Data entries:

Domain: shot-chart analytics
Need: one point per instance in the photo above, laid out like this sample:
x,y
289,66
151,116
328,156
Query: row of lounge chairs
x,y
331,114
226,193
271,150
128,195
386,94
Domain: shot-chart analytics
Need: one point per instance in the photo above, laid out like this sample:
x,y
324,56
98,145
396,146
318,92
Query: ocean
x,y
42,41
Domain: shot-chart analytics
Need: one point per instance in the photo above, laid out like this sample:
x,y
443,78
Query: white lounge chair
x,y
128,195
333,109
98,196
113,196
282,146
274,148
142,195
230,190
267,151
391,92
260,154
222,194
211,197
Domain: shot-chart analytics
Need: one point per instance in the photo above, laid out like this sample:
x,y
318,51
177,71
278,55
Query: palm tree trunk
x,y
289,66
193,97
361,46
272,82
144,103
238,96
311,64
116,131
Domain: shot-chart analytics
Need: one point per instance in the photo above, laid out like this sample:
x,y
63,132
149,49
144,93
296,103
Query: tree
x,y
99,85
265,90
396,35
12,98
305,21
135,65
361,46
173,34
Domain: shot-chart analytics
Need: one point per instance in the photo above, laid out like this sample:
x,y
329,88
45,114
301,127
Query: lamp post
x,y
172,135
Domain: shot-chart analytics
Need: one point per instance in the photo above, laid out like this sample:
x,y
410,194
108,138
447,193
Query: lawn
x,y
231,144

WHAT NEEDS TO BE DONE: Write all of the records out exactly, including every line.

EXERCISE RESPONSE:
Domain: shot-chart analytics
Need: one point per instance in the photo above, laid out like this sample:
x,y
289,66
151,116
328,156
Query: row of lounge chairs
x,y
331,114
226,193
271,150
128,195
386,94
Domain: shot-chart analytics
Need: one point per instance in the photo above, laid out like this sample:
x,y
324,56
98,145
396,146
318,92
Query: ocean
x,y
42,41
Domain: shot-chart analytics
Need: one point per instance in the photo above, laid out like this sample:
x,y
443,78
Query: white lounge chair
x,y
128,195
333,109
98,196
113,196
282,146
274,148
142,195
230,190
267,151
391,92
260,154
222,194
211,197
Domain: shot-chart analytics
Need: one point per instance in the photo above, laid out like this sample:
x,y
318,51
177,71
278,55
Query: palm tree trunk
x,y
289,66
193,97
361,46
272,82
144,103
238,96
311,64
116,131
Domain: shot-chart analytics
Need: one point per instance in the photo above, laid out like this sample:
x,y
63,132
149,49
144,93
296,103
Query: tree
x,y
99,85
265,90
396,35
12,98
305,21
135,65
361,46
173,34
Domain: shot-chart analytics
Need: one point per instance in the photo above, laid out like this sample:
x,y
329,88
45,114
301,127
Query: lamp post
x,y
172,135
Domain: shot-chart analytics
Need: one point per instance in the photo above, laid out like this sample:
x,y
410,194
108,138
447,193
Query: lawn
x,y
231,144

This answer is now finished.